> **Instructions to follow**
Render every line of the records below as a Markdown table with the columns Row and Line. Number the rows in order and skip any blank lines.

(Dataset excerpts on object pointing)
• • • •
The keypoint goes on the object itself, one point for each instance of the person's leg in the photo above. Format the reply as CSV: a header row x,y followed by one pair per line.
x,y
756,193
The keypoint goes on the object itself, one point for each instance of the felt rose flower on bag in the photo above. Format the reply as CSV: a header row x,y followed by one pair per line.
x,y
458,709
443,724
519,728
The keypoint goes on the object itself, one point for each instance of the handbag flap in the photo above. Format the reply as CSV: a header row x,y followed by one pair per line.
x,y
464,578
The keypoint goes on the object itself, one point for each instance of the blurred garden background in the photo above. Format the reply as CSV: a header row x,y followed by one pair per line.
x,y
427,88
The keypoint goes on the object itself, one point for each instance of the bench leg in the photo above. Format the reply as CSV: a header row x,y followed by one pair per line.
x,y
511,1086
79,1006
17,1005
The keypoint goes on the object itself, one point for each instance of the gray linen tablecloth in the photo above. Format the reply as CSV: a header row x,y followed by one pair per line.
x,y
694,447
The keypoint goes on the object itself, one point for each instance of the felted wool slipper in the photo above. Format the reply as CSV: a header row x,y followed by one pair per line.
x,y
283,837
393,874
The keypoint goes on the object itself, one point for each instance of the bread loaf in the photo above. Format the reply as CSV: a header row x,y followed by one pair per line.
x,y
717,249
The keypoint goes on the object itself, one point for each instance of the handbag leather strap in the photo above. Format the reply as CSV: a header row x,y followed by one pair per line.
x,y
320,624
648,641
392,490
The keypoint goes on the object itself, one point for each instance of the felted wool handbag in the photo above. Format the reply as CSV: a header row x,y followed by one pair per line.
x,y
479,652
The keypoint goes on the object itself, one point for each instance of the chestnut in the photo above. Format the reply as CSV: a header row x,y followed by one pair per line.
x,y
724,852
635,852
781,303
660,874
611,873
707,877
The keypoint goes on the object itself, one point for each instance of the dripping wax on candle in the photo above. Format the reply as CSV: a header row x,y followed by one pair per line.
• • • •
> **Full response**
| Row | Line |
|---|---|
| 1 | The keypoint goes on the object itself, one point for each instance of the person's leg in the photo above. Format the reply as CSV: a header row x,y followed by one pair per line. |
| 2 | x,y |
| 3 | 756,193 |
| 4 | The keypoint goes on the object itself, one point for each instance of the felt rose flower on bag in the photo above. Format the reply as CSV: a header row x,y followed by one pair per line. |
| 5 | x,y |
| 6 | 458,709 |
| 7 | 443,724 |
| 8 | 519,728 |
| 9 | The keypoint goes on the object itself, one point for each instance of the handbag flap in the photo above. Format the reply as CSV: a header row x,y followed by one pair per line. |
| 10 | x,y |
| 11 | 464,578 |
| 12 | The keypoint goes on the object itself, one point for each instance of the blurred garden background in the photo above. Format the reply as CSV: a header row x,y followed by one pair per line. |
| 13 | x,y |
| 14 | 427,88 |
| 15 | The keypoint goes on the object itself, one point for each instance of the bench leg in the photo above. Format the reply as CSV: a header row x,y followed by one pair per line. |
| 16 | x,y |
| 17 | 511,1086 |
| 18 | 79,1006 |
| 19 | 17,1005 |
| 20 | The keypoint goes on the object itself, one point for each instance of the gray linen tablecloth in the photo above. Format the reply as CSV: a header row x,y followed by one pair per line. |
| 21 | x,y |
| 22 | 694,447 |
| 23 | The keypoint goes on the object itself, one point for each instance of the felted wool slipper in the photo above. Format the reply as CSV: a header row x,y followed by one pair per line. |
| 24 | x,y |
| 25 | 283,837 |
| 26 | 393,874 |
| 27 | The keypoint goes on the object itself, one point for each instance of the bread loaf in the photo above. Format the reply as CSV: a header row x,y followed by one pair per line. |
| 28 | x,y |
| 29 | 717,249 |
| 30 | The keypoint goes on the object itself, one point for each instance of the handbag leather strap in the photo above. Format the reply as CSV: a header row x,y followed by one pair per line. |
| 31 | x,y |
| 32 | 320,624 |
| 33 | 648,641 |
| 34 | 392,490 |
| 35 | The keypoint goes on the object itself, one point for each instance of the felted wool handbag in the photo above. Format the reply as CSV: a header row x,y followed by one pair per line. |
| 36 | x,y |
| 37 | 479,652 |
| 38 | The keypoint goes on the object itself, one point for each instance of the chestnut in the photo above. Format the reply as CSV: a header row x,y followed by one pair per line. |
| 39 | x,y |
| 40 | 724,852 |
| 41 | 635,852 |
| 42 | 781,303 |
| 43 | 660,874 |
| 44 | 611,873 |
| 45 | 707,877 |
| 46 | The keypoint goes on the object itself, one point for each instance of the dripping wax on candle in the photo above. Format the reply as CSV: a header row x,y followed by one pair per line. |